Please return every one of the records below word for word, with no changes to any line.

++++++++

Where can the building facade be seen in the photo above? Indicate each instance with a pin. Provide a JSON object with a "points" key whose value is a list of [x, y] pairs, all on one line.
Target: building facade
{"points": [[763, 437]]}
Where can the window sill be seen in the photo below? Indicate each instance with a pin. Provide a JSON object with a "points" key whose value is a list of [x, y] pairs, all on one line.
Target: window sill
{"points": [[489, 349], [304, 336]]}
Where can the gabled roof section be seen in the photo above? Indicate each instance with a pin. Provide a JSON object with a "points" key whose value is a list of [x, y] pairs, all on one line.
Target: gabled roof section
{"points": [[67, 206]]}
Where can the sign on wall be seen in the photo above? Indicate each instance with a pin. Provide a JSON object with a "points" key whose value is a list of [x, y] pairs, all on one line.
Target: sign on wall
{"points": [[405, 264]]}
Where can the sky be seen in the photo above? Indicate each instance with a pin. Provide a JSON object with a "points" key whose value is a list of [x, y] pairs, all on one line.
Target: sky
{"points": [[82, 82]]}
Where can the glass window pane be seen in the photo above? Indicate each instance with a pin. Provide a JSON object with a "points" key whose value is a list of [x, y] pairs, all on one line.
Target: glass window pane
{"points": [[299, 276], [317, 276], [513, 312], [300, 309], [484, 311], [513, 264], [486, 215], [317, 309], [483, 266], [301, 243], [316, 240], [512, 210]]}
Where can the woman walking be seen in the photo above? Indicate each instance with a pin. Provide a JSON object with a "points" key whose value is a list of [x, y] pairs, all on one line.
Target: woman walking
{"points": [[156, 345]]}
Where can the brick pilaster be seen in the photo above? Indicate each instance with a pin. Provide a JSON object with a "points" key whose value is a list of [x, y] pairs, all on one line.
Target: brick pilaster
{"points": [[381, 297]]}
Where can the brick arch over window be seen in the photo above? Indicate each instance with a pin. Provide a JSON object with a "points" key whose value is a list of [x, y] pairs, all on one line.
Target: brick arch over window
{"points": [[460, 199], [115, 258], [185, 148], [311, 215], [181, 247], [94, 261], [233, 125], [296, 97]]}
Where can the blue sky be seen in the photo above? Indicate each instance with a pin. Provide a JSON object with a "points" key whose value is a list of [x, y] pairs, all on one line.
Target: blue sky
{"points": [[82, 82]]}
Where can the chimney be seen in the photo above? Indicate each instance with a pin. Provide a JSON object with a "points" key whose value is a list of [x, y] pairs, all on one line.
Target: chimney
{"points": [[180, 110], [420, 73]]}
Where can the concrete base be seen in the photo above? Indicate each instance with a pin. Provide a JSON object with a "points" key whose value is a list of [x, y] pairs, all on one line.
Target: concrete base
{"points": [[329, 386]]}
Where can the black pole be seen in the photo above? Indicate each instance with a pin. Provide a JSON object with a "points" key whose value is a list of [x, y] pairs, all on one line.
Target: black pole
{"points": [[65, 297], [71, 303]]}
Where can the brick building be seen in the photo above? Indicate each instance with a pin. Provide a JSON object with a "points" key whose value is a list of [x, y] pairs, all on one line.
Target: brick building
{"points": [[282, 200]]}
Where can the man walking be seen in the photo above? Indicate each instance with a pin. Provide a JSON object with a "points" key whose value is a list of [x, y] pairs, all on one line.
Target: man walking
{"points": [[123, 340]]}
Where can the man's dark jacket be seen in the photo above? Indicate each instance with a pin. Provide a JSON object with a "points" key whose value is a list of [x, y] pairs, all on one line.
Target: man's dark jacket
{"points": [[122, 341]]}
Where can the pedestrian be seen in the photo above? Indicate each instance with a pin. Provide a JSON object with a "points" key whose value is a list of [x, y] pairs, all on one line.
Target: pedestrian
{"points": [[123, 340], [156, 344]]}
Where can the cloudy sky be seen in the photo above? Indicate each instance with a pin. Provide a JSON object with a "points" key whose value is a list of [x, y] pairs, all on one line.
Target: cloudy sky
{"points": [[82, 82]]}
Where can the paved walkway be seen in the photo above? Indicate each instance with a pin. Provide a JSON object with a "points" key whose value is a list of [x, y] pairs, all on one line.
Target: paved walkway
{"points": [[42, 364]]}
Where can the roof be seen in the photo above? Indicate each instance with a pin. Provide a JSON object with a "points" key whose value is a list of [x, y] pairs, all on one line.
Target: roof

++++++++

TASK ANSWER —
Where can the building facade be seen in the photo above? Indicate each instance with a pin. Provide a JSON object with a "points" key whose value is a list of [x, y] pairs, all on one line.
Target: building facade
{"points": [[763, 437]]}
Where can the window sill be seen in the photo below? Indicate each instance with a pin. Provide a JSON object with a "points" key whose value is a list of [x, y] pairs, all on one line.
Target: window sill
{"points": [[489, 349], [304, 336]]}
Where can the gabled roof section be seen in the photo above? Indicate each instance with a pin. Provide a JSON object with a "points" key whose value is a list of [x, y] pairs, all on one line.
Target: gabled roof section
{"points": [[67, 206]]}
Where can the sign on wall be seen in the photo above? Indicate each instance with a pin. Provide a JSON object with a "points" key whose value is a list of [x, y] pairs, all on one line.
Target: sign on wall
{"points": [[405, 264]]}
Where can the sky be seen in the photo above? Indicate each instance with a pin. Provide a JSON object with a "points" key whose value is a list of [x, y] pairs, all on one line.
Target: sky
{"points": [[82, 82]]}
Where can the glass window pane be seen in the photo above? Indicate each instance with a pin. Provide a JSON object with a "points" key whose value is a list of [x, y] pairs, all on one line.
Target: glass window pane
{"points": [[299, 276], [317, 276], [513, 312], [300, 309], [484, 311], [513, 264], [486, 215], [317, 309], [483, 266], [301, 243], [316, 240], [512, 210]]}
Where can the woman walking be seen in the photo above? Indicate each instance with a pin. Provide a JSON object with a "points" key whose value is a list of [x, y] pairs, all on one line.
Target: woman walking
{"points": [[156, 345]]}
Where can the brick pilaster be seen in the photo above? Indicate each instance with a pin. Provide a JSON object with a "points" key whose value is a list of [x, y] pairs, all on one line.
Target: brick pilaster
{"points": [[381, 297]]}
Where can the brick arch over window be seen in the photo above? Indicate each instance with a pin. Provide a JSON object with a "points" key whose value is a list of [x, y] pairs, all on one line.
Target: brick arch over window
{"points": [[460, 199], [115, 258], [185, 148], [311, 215], [181, 247], [94, 261], [233, 125], [296, 97]]}
Where can the blue sky be seen in the photo above? Indicate each instance with a pin. Provide a JSON object with a "points" key whose value is a list of [x, y] pairs, all on one line.
Target: blue sky
{"points": [[82, 82]]}
Where can the chimney be seen in the photo above? Indicate each instance with a pin. Provide a JSON object with a "points" key whose value is a list of [x, y] pairs, all on one line.
Target: chimney
{"points": [[180, 110], [420, 73]]}
Where can the concrete base be seen in the photo above? Indicate each instance with a pin. Provide a JSON object with a "points" key whose value is a list of [x, y] pairs, all on one line.
Target: concrete base
{"points": [[329, 386]]}
Where can the black pole be seen in the photo above? Indicate each instance with a pin. Provide a JSON object with a "points" key whose value is a list of [x, y] pairs, all on one line.
Target: black pole
{"points": [[65, 297], [71, 303]]}
Where can the brick building be seen in the photo above? Indicate each instance with a pin. Provide a JSON object with a "points" key whose value is a list of [x, y] pairs, all on one line.
Target: brick building
{"points": [[282, 200]]}
Where can the man walking be seen in the photo above? Indicate each instance with a pin. Provide a JSON object with a "points" key whose value is a list of [x, y] pairs, all on one line.
Target: man walking
{"points": [[123, 340]]}
Where can the man's dark jacket be seen in the photo above? Indicate each instance with a pin. Provide a JSON object with a "points" key whose value is a list of [x, y] pairs, all on one line.
Target: man's dark jacket
{"points": [[122, 341]]}
Where can the pedestrian be seen in the photo above? Indicate each instance with a pin. Provide a JSON object with a "points" key whose value is a list of [x, y] pairs, all on one line.
Target: pedestrian
{"points": [[123, 340], [156, 344]]}
Where can the cloudy sky be seen in the photo above? Indicate each instance with a pin. Provide a JSON object with a "points" key whose value is a list of [x, y] pairs, all on one line.
Target: cloudy sky
{"points": [[82, 82]]}
Where can the paved walkway be seen in the photo above? Indicate each instance with a pin. Provide a JSON object with a "points" key whose value is a list of [x, y] pairs, all on one line.
Target: paved walkway
{"points": [[42, 364]]}
Where can the roof be seen in the photo above? Indicate each instance with a pin. Provide a JSON object with a "points" key whose value is a list of [x, y] pairs, all on one line.
Target: roof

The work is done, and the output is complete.